## EXCERPT
★ ★ ★ ★ ★
Vermont

Want to Ditch Old Drugs? Federal Take-Back Day is Saturday

The federal Drug Enforcement Administration and its local partners around the country are hosting a prescription medication take-back day Saturday, April 29.

From 10 a.m. to 2 p.m. at thousands of sites nationally, people may dispose of expired prescription pills or patches, in an attempt to reduce the risk of someone abusing the medications.

“Why shouldn’t our goal be to get this stuff all safely disposed of and away from dangerous hands, where we don’t want this to end up?” asked DEA Agent Jon DeLena at an event in Montpelier, Vermont promoting the medication take-back day.

According to the DEA, at last October’s drug take-back day, Americans turned in more than 730,000 pounds of unneeded or unwanted prescription medications.

With the nation in the grips of a heroin addiction epidemic, and with a majority of heroin addicts starting out by misusing painkiller pills, the campaign is billed as one small step toward helping turn that crisis around.

“It won’t happen overnight,” Gov. Phil Scott, R-Vermont, said in remarks urging Vermonters to take part in Saturday’s effort. “But each step will get us closer to our goal, and we all have a role to play.”

The Winooski Police Department maintains a secure box in its lobby which collects medicines all year long, not just during the DEA’s special nationwide events.
★ ★ ★ ★ ★
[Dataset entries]

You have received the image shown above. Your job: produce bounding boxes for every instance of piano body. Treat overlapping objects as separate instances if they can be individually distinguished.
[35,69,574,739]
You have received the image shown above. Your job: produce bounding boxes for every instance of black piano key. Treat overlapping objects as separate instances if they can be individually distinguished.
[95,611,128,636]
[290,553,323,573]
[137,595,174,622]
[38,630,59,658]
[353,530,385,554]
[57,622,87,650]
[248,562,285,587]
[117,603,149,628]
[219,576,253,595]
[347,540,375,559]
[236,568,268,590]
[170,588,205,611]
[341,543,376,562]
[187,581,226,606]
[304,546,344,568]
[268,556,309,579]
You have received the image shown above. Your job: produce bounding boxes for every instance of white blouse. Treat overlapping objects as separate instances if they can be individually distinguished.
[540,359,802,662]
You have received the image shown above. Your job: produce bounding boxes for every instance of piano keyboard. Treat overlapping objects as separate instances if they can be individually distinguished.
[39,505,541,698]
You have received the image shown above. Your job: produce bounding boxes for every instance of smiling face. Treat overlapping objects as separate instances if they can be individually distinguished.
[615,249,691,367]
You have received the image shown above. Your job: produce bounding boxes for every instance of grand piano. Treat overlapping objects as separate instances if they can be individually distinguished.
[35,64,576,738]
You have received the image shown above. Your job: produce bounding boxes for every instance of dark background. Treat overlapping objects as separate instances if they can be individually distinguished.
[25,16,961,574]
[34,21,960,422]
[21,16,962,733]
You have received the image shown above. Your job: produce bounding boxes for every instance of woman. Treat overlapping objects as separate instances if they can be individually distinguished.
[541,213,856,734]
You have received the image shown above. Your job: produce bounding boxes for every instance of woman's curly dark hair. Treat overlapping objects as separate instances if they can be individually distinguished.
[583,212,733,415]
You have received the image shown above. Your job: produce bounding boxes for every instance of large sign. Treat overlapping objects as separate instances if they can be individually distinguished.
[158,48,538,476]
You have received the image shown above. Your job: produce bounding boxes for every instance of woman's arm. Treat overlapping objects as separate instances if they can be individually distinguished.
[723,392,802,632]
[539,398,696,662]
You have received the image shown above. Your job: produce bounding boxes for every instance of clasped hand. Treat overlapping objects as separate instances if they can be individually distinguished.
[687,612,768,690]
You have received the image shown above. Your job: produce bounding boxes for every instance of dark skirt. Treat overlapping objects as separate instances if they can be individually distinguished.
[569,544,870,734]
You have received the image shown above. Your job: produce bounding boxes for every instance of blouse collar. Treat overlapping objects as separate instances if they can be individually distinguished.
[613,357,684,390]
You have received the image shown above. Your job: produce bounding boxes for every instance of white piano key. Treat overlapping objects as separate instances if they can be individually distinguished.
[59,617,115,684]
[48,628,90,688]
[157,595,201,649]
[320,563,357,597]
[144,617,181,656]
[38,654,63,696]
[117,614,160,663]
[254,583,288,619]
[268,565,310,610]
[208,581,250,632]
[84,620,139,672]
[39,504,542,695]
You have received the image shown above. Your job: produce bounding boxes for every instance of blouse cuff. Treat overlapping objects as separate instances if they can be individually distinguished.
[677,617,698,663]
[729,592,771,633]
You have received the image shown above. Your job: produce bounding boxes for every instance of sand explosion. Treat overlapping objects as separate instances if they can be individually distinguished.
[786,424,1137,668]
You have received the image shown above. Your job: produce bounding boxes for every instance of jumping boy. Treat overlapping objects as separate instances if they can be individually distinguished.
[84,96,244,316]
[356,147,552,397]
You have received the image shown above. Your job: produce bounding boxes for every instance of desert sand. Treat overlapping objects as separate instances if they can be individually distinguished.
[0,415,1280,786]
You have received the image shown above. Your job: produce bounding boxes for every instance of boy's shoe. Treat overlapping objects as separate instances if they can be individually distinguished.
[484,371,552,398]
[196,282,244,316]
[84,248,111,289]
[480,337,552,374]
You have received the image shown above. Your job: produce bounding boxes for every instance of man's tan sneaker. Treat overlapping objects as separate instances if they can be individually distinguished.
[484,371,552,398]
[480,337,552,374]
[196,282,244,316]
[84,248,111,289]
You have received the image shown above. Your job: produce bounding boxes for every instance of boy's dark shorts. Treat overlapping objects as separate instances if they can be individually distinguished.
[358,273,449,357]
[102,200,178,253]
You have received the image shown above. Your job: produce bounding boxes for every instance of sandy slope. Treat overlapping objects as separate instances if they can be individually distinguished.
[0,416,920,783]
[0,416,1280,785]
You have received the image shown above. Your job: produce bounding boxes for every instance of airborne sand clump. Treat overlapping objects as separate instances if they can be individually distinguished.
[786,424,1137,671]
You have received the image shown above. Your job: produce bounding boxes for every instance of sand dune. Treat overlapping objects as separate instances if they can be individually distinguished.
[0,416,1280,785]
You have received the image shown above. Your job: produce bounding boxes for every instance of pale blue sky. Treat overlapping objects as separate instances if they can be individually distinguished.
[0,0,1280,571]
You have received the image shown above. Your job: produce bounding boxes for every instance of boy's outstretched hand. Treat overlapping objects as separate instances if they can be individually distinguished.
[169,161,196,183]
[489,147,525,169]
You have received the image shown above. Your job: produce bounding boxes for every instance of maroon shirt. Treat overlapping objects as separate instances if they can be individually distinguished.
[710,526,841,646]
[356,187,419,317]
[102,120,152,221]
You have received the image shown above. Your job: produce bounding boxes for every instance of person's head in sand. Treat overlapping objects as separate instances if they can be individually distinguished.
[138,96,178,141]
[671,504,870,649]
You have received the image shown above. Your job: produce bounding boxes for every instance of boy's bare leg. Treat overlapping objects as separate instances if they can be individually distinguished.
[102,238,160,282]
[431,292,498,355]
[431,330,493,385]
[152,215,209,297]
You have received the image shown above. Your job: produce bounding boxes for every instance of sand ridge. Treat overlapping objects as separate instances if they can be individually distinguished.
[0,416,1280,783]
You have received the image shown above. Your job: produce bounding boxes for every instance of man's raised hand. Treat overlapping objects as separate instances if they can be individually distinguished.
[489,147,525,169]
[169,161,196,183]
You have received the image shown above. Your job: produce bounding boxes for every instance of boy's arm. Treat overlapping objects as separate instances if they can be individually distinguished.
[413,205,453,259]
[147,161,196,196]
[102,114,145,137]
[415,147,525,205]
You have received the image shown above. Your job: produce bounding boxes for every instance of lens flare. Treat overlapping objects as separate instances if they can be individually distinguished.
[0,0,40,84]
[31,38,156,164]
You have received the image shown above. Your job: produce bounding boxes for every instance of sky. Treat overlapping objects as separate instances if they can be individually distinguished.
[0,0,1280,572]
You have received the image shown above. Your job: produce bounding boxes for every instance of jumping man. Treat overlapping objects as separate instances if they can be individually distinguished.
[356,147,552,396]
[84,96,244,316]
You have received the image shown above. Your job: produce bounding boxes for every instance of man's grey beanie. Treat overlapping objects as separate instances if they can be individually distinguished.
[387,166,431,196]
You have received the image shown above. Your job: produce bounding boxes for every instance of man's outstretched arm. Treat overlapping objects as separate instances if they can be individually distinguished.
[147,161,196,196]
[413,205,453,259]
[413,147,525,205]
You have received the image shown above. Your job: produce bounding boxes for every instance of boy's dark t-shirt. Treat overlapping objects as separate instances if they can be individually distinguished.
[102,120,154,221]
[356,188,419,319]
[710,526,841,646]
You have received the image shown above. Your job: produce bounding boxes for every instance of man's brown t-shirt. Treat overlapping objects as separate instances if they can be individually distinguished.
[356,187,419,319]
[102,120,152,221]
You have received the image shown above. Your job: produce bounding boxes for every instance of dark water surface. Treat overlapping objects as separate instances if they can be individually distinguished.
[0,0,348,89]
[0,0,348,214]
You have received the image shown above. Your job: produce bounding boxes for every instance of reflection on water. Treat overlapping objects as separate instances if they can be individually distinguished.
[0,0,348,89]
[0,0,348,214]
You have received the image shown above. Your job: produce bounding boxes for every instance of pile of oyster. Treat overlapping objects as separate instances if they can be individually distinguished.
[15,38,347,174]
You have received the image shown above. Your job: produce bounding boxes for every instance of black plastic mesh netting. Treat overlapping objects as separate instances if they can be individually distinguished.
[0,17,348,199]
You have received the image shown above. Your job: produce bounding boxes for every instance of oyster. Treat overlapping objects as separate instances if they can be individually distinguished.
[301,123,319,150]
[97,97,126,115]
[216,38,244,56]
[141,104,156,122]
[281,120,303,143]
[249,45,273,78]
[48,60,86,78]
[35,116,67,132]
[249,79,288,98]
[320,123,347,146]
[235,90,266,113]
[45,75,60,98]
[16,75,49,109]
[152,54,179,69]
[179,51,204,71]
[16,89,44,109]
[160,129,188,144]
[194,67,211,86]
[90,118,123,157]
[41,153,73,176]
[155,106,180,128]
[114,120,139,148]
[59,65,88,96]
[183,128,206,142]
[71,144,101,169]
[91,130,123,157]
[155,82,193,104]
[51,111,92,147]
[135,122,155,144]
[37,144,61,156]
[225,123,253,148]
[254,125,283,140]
★ ★ ★ ★ ★
## TO DO
a: In the take-back day article, how many pounds of prescription medications did Americans turn in at last October's drug take-back day?
b: Copy the take-back day article from "With the nation" to "that crisis around.".

## RESULTS OF THE EXERCISE
a: More than 730,000 pounds.

b:
With the nation in the grips of a heroin addiction epidemic, and with a majority of heroin addicts starting out by misusing painkiller pills, the campaign is billed as one small step toward helping turn that crisis around.